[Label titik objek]
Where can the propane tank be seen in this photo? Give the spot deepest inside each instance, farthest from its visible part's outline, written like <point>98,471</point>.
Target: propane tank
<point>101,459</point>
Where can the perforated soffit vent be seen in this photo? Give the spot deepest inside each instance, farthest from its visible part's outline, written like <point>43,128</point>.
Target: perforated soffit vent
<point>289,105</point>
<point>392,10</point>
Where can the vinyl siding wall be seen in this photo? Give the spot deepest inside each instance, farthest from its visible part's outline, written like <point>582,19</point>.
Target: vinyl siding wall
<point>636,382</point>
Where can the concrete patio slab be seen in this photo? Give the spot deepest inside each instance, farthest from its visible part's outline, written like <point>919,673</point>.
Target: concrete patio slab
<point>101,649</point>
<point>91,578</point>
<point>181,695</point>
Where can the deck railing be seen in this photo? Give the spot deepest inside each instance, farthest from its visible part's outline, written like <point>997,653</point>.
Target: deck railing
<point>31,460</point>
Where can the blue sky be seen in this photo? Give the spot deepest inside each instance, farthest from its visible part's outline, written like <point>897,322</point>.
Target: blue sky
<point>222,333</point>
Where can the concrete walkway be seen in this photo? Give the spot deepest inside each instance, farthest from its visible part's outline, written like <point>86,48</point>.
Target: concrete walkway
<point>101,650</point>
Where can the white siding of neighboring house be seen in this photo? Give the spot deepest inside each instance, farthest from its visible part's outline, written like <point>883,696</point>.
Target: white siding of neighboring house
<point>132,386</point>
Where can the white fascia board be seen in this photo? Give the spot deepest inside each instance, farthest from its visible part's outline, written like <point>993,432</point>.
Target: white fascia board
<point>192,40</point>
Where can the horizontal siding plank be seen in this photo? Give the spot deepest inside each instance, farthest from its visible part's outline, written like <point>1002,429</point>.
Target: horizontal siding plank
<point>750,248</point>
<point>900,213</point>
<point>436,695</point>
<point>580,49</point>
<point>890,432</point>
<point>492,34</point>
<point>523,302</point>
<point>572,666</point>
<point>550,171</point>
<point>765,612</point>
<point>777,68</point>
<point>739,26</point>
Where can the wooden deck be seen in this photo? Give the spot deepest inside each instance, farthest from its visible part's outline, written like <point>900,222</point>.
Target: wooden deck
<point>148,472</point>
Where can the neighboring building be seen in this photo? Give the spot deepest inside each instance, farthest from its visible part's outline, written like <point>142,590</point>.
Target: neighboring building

TUJUAN: Bisakah Anda memasukkan baris-baris data, mulai dari awal data sampai baris yang memuat "<point>192,40</point>" (baris itu ikut dihitung), ke dalam sebuah daftar JSON berisi string, satu string untuk setiap baris, tanpa baris kosong?

HASIL LATIHAN:
[
  "Where can the propane tank be seen in this photo? Give the spot deepest inside each instance, farthest from its visible part's outline, written like <point>98,471</point>.",
  "Target: propane tank",
  "<point>101,459</point>",
  "Where can the perforated soffit vent be seen in this photo? Give the spot deepest inside each instance, farthest from its visible part's outline, written like <point>43,128</point>.",
  "Target: perforated soffit vent",
  "<point>289,105</point>",
  "<point>392,10</point>",
  "Where can the vinyl siding wall be seen in this photo? Give the spot deepest inside each instance, farthest from its visible part's outline, written like <point>582,19</point>.",
  "Target: vinyl siding wall",
  "<point>636,382</point>",
  "Where can the concrete patio slab be seen in this photo? Give the spot deepest inside each instance, farthest from its visible part's outline, written like <point>919,673</point>.",
  "Target: concrete patio slab",
  "<point>101,649</point>",
  "<point>91,578</point>",
  "<point>181,695</point>",
  "Where can the deck railing be seen in this photo? Give the spot deepest inside each instance, farthest from its visible part's outline, written like <point>997,653</point>.",
  "Target: deck railing",
  "<point>31,460</point>",
  "Where can the blue sky be seen in this photo? Give the spot deepest inside each instance, farthest from its visible part's outline, written like <point>897,322</point>.",
  "Target: blue sky",
  "<point>222,333</point>",
  "Where can the concrete walkway be seen in this photo? Give the spot deepest inside each instance, farthest from its visible part's outline, written like <point>86,48</point>.",
  "Target: concrete walkway",
  "<point>101,650</point>",
  "Where can the white siding of neighboring house be seen in this photo? Give the spot deepest inside each instance, farthest from its visible part's outline, written like <point>883,696</point>.",
  "Target: white siding of neighboring house",
  "<point>132,386</point>",
  "Where can the white fascia board be seen in this photo? Give the spot deepest inside each instance, farthest from its visible part's outline, written like <point>993,432</point>.",
  "Target: white fascia board",
  "<point>192,40</point>"
]